■ **DIRECTIONS**
What is wanted is every record, duplicated word for word.

■ **TASK DATA**
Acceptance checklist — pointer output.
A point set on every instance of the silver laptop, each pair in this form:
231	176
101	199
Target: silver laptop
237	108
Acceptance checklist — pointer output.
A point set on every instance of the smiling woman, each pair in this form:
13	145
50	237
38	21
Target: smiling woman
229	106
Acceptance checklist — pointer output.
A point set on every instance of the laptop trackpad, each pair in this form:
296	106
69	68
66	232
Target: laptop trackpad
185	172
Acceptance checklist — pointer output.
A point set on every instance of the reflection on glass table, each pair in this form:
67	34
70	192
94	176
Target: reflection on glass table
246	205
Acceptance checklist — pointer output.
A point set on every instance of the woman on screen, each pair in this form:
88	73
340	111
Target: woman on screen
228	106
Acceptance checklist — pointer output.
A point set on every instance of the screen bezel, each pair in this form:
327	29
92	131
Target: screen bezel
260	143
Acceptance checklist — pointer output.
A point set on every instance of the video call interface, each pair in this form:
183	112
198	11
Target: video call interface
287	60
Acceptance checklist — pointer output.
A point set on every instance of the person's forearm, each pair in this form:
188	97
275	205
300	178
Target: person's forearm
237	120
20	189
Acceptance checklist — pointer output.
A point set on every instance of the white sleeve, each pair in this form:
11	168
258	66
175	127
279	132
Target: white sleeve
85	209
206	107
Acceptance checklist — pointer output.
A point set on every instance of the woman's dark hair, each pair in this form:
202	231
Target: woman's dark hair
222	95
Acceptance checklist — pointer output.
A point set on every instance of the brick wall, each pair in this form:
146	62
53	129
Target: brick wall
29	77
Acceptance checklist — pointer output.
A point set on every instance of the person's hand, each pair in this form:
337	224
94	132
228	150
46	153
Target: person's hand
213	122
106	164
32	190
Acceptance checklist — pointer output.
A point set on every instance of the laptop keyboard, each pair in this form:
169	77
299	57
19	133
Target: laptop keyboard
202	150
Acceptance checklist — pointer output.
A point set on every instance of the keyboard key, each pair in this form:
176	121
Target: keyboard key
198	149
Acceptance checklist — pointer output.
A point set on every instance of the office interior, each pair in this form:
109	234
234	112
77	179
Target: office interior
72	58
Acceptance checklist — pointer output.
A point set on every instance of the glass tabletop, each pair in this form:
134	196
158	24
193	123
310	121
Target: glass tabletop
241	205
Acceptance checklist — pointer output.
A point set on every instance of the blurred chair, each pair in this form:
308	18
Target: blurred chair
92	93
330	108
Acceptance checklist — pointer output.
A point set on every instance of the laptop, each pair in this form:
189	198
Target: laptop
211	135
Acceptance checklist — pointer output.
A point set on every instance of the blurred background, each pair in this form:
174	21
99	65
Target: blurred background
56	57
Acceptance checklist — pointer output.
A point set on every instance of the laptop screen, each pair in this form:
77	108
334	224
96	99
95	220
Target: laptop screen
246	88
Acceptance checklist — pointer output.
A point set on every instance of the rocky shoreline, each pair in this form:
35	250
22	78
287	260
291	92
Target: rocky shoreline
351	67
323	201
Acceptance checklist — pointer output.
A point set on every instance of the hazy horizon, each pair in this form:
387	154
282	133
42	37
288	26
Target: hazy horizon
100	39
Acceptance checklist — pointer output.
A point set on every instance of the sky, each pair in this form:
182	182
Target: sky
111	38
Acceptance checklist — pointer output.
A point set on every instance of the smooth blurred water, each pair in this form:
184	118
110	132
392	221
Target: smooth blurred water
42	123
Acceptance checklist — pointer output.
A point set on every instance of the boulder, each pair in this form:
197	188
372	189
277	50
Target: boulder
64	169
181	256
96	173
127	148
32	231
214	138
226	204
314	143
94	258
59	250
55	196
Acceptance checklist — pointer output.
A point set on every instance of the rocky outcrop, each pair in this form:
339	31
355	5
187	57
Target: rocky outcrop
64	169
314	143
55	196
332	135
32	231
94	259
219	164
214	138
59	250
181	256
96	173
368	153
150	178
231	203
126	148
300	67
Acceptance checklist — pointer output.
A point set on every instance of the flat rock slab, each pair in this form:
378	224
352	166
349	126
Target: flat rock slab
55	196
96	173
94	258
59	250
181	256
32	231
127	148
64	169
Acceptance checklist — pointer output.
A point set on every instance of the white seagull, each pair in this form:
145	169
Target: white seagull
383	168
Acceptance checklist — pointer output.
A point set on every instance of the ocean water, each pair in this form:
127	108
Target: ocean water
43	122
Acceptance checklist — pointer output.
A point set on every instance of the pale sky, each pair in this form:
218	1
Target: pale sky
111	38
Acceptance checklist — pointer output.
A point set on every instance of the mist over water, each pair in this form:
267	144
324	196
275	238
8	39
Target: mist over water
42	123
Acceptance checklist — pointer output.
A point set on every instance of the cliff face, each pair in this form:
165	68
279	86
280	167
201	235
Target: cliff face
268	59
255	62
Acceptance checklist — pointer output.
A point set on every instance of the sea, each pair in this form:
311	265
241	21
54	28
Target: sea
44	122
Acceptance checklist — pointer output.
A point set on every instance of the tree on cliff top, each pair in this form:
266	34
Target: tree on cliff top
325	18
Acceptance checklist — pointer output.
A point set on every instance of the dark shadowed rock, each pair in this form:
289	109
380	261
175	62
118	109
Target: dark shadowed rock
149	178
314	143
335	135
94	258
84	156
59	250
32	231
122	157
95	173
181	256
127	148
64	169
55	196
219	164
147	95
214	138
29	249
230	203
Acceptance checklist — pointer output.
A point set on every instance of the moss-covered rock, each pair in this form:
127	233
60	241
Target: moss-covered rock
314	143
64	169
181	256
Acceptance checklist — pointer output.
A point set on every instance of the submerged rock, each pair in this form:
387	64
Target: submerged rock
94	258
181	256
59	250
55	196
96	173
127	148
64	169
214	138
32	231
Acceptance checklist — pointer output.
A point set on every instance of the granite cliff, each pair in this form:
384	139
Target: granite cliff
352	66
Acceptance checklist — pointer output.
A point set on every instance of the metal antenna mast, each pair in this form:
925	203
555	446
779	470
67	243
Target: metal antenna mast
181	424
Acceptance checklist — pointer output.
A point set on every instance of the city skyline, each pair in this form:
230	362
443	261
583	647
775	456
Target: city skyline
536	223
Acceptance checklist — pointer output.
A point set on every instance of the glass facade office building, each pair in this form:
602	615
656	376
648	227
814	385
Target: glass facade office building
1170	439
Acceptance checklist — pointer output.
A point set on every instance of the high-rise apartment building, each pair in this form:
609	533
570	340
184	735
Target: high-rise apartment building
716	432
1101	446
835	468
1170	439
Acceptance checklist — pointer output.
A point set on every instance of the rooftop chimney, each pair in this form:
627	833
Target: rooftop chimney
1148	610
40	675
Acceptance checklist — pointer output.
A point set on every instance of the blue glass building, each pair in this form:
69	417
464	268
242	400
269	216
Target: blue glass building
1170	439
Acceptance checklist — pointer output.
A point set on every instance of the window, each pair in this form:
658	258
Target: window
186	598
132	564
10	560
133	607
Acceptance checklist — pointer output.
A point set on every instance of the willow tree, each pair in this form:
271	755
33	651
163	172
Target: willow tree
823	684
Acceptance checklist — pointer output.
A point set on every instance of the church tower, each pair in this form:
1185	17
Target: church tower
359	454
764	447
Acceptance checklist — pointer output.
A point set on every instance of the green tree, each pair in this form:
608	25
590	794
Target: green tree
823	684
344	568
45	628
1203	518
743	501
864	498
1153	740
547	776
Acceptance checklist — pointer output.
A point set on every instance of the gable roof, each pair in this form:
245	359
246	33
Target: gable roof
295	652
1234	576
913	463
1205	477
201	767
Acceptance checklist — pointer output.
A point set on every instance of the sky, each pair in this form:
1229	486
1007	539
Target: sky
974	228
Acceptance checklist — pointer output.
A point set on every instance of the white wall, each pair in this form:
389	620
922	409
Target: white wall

■ **SOLUTION TO THE PROBLEM**
Acceptance checklist — pointer output.
A point set on every instance of the silver laptop, each pair in this form:
231	176
101	199
Target: silver laptop
237	108
Acceptance checklist — pointer output.
A point set on every instance of the smiling woman, each pair in this form:
13	145
50	237
38	21
Target: smiling woman
229	106
Acceptance checklist — pointer output.
A point set on every instance of the laptop trackpad, each pair in this form:
296	106
69	68
66	232
Target: laptop trackpad
185	172
Acceptance checklist — pointer output.
A point set on every instance of the reflection on glass table, each pair in this form:
67	34
70	192
94	176
Target: reflection on glass table
246	205
Acceptance checklist — pointer output.
A point set on every instance of the woman on screen, each pair in this form:
88	73
340	111
Target: woman on screen
228	106
Acceptance checklist — pointer output.
A point set on every instance of the screen bezel, each pair in this form:
327	29
92	131
Target: screen bezel
260	143
Acceptance checklist — pointer output.
A point set on every instance of the video call interface, each pair in this form:
183	112
198	11
Target: video call interface
287	60
Acceptance checklist — pointer output.
A point set on every instance of the person's forearm, each pair in this form:
188	97
275	205
300	178
Target: person's forearm
237	120
20	189
Acceptance checklist — pointer output.
A point set on every instance of the white sleeve, each pair in this form:
11	168
258	66
175	127
279	132
Target: white sleeve
85	209
206	107
Acceptance checklist — pointer output.
A point set on every instance of the woman's dark hair, each pair in this form:
202	231
Target: woman's dark hair
222	95
Acceptance checklist — pointer output.
A point set on every instance of the brick wall, each pair in this form:
146	62
53	129
Target: brick wall
29	77
Acceptance checklist — pointer output.
A point set on every instance of the person's hand, each pair in this form:
337	224
94	132
228	150
46	153
Target: person's hand
213	122
106	164
32	190
Acceptance checklist — pointer output.
A point set on every instance of the laptop keyboard, each pair in this form:
169	77
299	57
19	133
Target: laptop keyboard
202	150
Acceptance checklist — pointer output.
A point set on every instance of the keyboard key, each pair in this form:
176	121
Target: keyboard key
198	149
Acceptance checklist — pointer output.
A point set on every instance of the office interior, each pair in this form:
109	234
234	112
77	179
Target: office interior
72	58
Acceptance checklist — pointer output.
A point set on every instance of the glass tabletop, each pair in this form:
134	196
158	24
193	123
310	121
Target: glass tabletop
241	205
Acceptance checklist — pointer output.
A point set on every instance of the blurred chair, each pair in this form:
308	18
Target: blurred chair
92	93
330	108
Acceptance checklist — pointer output.
A point set on every instance of the laptop, each pair in this form:
189	198
Target: laptop
211	135
Acceptance checklist — pointer output.
A point set on every instance of the blurred background, each pair in this form:
174	21
99	65
Target: blurred background
56	57
Acceptance checklist — pointer output.
A point set on every instance of the laptop screen, each pair in this form:
77	108
334	224
96	99
95	220
Target: laptop screen
246	88
Acceptance checklist — pointer output.
A point set on every instance of the rocky shoreline, each pair in this form:
35	250
22	78
287	260
291	92
Target: rocky shoreline
351	67
323	201
Acceptance checklist — pointer output.
A point set on every instance of the hazy horizon, each pair in this form:
387	154
282	133
42	37
288	26
Target: hazy horizon
100	39
Acceptance checklist — pointer output.
A point set on every instance of the sky, each pair in this form:
182	182
Target: sky
111	38
Acceptance checklist — pointer output.
A point set on every instance of the smooth blurred water, each pair in this form:
184	118
110	132
392	221
Target: smooth blurred water
42	123
Acceptance checklist — pointer output.
A point set on every instance of the boulder, each pair in this form:
197	188
372	189
277	50
Target: boulder
64	169
181	256
96	173
127	148
32	231
214	138
226	204
314	143
94	258
59	250
55	196
Acceptance checklist — pointer output.
A point set on every instance of the rocky outcrop, each pair in this form:
339	31
355	5
187	57
Target: rocky outcrop
64	169
314	143
55	196
332	135
32	231
94	259
219	164
214	138
59	250
181	256
96	173
368	153
150	178
231	203
126	148
300	67
Acceptance checklist — pointer output.
A point set on every instance of the flat rock slab, each pair in this form:
378	224
352	166
349	126
Target: flat rock slab
55	196
96	173
94	258
59	250
181	256
32	231
127	148
64	169
Acceptance checklist — pointer output.
A point set on every instance of the white seagull, each pair in this form:
145	169
Target: white seagull
383	168
Acceptance checklist — pointer output.
A point set on every instance of the ocean water, each pair in this form:
127	108
Target: ocean water
43	122
Acceptance checklist — pointer output.
A point set on every instance of the pale sky, each pair in this form:
218	1
Target: pale sky
111	38
Acceptance checklist — pointer output.
A point set on every instance of the mist over water, each pair in this form:
267	144
324	196
275	238
8	39
Target: mist over water
42	123
Acceptance checklist — pointer output.
A point set on every instance of the cliff face, each pair in this form:
165	68
279	86
280	167
201	235
Target: cliff face
268	59
255	62
Acceptance checklist — pointer output.
A point set on every instance of the sea, each pair in this form:
311	265
241	21
54	28
Target: sea
44	122
Acceptance checklist — pointer output.
A point set on every instance of the tree on cliff top, each pair in this form:
266	34
Target: tree on cliff top
325	18
Acceptance checklist — pointer output.
A point set on every instance of the dark shadowed rock, each pair in this form:
289	109
380	261
175	62
118	109
Target: dark shadowed rock
149	178
314	143
335	135
94	258
84	156
59	250
32	231
122	157
95	173
181	256
127	148
64	169
55	196
219	164
147	95
214	138
29	249
230	203
Acceptance checklist — pointer output.
A point set on every instance of the moss-covered rock, each pair in this form:
127	233
60	241
Target: moss-covered rock
314	143
64	169
181	256
Acceptance checklist — pointer output.
A point set on every instance of the submerged rock, each pair in this form:
387	64
Target: submerged rock
94	258
181	256
59	250
55	196
96	173
127	148
64	169
214	138
32	231
Acceptance checklist — pointer output.
A point set on every instance of the granite cliff, each pair in this form:
384	139
Target: granite cliff
352	66
Acceptance checklist — pointer output.
A point set on every instance of the metal antenna mast, each pair in this form:
925	203
555	446
779	470
67	243
Target: metal antenna mast
181	424
Acceptance checklist — pointer output.
A point set on every instance of the city skyline, each pair in this form:
230	362
443	261
583	647
775	456
Target: city skyline
536	223
Acceptance checklist — pointer output.
A point set on every instance of the glass facade office building, each pair in this form:
602	615
656	376
648	227
814	385
Target: glass facade office building
1170	439
Acceptance checklist — pointer output.
A point set on every instance of the high-rise apartment building, each pair in this form:
609	533
570	340
184	735
Target: high-rise apartment building
716	432
1101	446
835	468
1170	439
Acceptance checklist — pointer output.
A point set on every instance of the rooftop chimney, each pair in this form:
627	833
Target: rooftop chimney
1148	610
40	675
Acceptance checklist — pointer output.
A point set on every instance of the blue glass building, each pair in this form:
69	417
464	268
242	400
269	216
Target: blue glass building
1170	439
Acceptance checklist — pointer output.
A point set on every instance of the window, each pair in this form:
658	258
Target: window
186	598
132	564
10	560
133	607
Acceptance checklist — pointer output.
A point set on every instance of the willow tree, each pair in this form:
271	755
33	651
163	172
Target: willow tree
823	684
Acceptance checklist — pointer output.
A point set on every instance of the church tower, each pair in this form:
1185	17
Target: church tower
359	454
764	447
Acceptance checklist — pointer output.
A point set on every instance of the green tree, each pair in this form:
608	25
590	794
Target: green tree
823	684
344	568
45	628
1203	518
743	501
864	498
1153	740
547	776
Acceptance checklist — pointer output.
A point set on every instance of the gable roof, each pair in this form:
245	359
246	33
Target: gable roof
295	652
1234	576
913	463
1205	477
201	767
Acceptance checklist — pointer output.
A point set on every instance of the sky, each pair in this form:
1229	486
1007	539
Target: sky
974	228
Acceptance checklist — pointer output.
A point set on every instance of the white wall, each pair in this form:
389	620
922	409
Target: white wall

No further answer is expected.